● **PROMPT**: Reproduce the rows beginning with the first one and ending at the line that contains "point(277, 135)", with "foam trail" swapped for "sea foam" and nothing else altered.
━━━━━ PROVIDED INFORMATION ━━━━━
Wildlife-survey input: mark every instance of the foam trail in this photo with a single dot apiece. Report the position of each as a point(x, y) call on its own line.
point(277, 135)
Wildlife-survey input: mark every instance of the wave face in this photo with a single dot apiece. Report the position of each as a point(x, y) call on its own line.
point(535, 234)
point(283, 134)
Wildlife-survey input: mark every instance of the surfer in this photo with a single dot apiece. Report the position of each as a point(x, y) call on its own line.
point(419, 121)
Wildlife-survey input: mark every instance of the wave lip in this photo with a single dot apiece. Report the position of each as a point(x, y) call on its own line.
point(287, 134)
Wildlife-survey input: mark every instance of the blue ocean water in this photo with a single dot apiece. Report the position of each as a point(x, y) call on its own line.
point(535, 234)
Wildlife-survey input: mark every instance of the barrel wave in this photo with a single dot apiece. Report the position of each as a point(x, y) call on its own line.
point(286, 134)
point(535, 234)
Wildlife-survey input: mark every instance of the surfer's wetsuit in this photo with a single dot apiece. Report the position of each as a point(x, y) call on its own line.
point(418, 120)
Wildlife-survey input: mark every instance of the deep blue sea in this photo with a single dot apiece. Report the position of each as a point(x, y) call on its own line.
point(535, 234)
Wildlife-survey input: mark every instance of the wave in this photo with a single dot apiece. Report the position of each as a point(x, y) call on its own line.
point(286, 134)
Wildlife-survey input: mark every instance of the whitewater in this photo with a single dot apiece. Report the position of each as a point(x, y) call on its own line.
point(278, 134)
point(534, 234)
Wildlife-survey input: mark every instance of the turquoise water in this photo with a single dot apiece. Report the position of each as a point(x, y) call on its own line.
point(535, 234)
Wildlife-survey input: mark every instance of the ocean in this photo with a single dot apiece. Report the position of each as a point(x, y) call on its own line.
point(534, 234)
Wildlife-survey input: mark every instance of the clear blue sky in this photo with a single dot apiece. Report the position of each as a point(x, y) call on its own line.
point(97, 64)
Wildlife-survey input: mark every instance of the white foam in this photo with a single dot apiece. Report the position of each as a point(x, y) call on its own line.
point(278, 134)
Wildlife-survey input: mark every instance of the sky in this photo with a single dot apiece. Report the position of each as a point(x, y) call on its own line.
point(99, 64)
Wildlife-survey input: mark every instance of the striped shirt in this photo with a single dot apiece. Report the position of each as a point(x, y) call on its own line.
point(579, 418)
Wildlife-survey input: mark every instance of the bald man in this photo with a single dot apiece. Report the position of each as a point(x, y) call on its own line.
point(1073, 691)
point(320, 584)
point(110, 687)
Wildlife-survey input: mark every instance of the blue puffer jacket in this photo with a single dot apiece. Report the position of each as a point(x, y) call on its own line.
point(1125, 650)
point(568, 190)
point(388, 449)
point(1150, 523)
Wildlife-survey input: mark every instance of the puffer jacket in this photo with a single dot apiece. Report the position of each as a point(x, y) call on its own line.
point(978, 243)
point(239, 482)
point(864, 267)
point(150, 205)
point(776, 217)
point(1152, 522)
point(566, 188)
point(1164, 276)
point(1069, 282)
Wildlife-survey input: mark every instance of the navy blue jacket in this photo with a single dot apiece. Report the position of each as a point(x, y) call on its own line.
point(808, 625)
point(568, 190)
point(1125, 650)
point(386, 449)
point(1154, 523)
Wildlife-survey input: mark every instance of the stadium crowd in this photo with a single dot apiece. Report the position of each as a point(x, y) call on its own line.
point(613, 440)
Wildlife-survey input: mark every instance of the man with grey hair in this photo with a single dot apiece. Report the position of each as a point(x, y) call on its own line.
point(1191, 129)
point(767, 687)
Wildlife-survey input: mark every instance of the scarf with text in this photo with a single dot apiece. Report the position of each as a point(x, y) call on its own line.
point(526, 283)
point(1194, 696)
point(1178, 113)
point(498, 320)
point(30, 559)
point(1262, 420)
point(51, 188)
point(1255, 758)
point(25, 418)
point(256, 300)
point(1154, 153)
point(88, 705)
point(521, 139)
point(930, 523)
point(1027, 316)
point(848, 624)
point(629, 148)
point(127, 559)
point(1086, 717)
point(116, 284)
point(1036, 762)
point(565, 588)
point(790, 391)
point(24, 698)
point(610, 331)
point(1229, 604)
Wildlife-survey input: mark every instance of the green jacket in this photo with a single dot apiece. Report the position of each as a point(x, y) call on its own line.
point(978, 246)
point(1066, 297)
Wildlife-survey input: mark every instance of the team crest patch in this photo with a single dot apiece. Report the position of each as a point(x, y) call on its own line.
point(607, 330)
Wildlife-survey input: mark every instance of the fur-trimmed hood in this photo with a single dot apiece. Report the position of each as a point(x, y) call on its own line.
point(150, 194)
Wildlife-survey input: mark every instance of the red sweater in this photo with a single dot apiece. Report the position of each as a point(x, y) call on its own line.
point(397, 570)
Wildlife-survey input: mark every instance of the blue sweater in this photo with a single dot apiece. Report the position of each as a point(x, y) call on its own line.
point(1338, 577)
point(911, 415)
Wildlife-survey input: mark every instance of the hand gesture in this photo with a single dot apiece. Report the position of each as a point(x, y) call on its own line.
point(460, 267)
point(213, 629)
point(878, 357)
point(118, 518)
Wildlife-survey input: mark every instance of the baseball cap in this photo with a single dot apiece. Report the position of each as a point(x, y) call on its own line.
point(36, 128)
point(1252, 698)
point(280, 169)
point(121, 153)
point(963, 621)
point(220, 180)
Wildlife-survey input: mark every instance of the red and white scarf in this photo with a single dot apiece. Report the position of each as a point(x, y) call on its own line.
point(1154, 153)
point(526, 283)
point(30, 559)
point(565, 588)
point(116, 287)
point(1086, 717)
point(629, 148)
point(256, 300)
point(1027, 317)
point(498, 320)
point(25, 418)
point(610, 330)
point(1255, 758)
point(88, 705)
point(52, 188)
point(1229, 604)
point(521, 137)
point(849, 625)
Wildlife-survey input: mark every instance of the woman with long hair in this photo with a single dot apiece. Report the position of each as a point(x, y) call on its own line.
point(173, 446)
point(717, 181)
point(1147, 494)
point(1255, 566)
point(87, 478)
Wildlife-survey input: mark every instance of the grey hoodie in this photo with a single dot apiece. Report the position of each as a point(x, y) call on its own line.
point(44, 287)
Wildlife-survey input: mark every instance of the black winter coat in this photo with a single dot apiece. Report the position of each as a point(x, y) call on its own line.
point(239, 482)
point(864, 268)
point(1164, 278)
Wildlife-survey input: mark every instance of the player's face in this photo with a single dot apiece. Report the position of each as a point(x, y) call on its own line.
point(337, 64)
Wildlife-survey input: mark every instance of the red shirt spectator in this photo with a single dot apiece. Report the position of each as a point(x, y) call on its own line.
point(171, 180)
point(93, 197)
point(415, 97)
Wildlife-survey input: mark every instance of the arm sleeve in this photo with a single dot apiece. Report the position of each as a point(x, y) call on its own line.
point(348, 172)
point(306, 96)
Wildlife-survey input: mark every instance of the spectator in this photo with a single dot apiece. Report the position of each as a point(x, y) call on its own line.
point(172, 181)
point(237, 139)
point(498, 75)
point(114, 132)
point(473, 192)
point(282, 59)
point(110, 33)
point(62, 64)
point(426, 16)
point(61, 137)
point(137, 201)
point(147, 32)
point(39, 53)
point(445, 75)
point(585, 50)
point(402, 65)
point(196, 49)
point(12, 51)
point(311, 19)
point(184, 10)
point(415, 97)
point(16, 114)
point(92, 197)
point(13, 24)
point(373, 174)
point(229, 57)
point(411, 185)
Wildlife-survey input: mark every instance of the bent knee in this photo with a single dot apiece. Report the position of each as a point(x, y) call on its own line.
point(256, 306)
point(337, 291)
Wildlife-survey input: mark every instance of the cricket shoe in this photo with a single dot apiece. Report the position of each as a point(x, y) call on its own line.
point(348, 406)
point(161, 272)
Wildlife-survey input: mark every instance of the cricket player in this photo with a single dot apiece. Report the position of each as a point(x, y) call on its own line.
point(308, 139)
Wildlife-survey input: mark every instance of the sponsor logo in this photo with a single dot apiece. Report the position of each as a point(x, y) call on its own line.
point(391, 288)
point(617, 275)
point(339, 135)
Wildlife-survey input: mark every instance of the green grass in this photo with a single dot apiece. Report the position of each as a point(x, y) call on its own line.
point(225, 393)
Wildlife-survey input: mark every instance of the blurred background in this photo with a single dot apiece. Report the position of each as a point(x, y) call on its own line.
━━━━━
● **ANSWER TO THE PROBLEM**:
Wildlife-survey input: mark every instance of the sea foam in this photo with a single dot apiece. Report the position of each as a point(x, y) call on its own line.
point(277, 135)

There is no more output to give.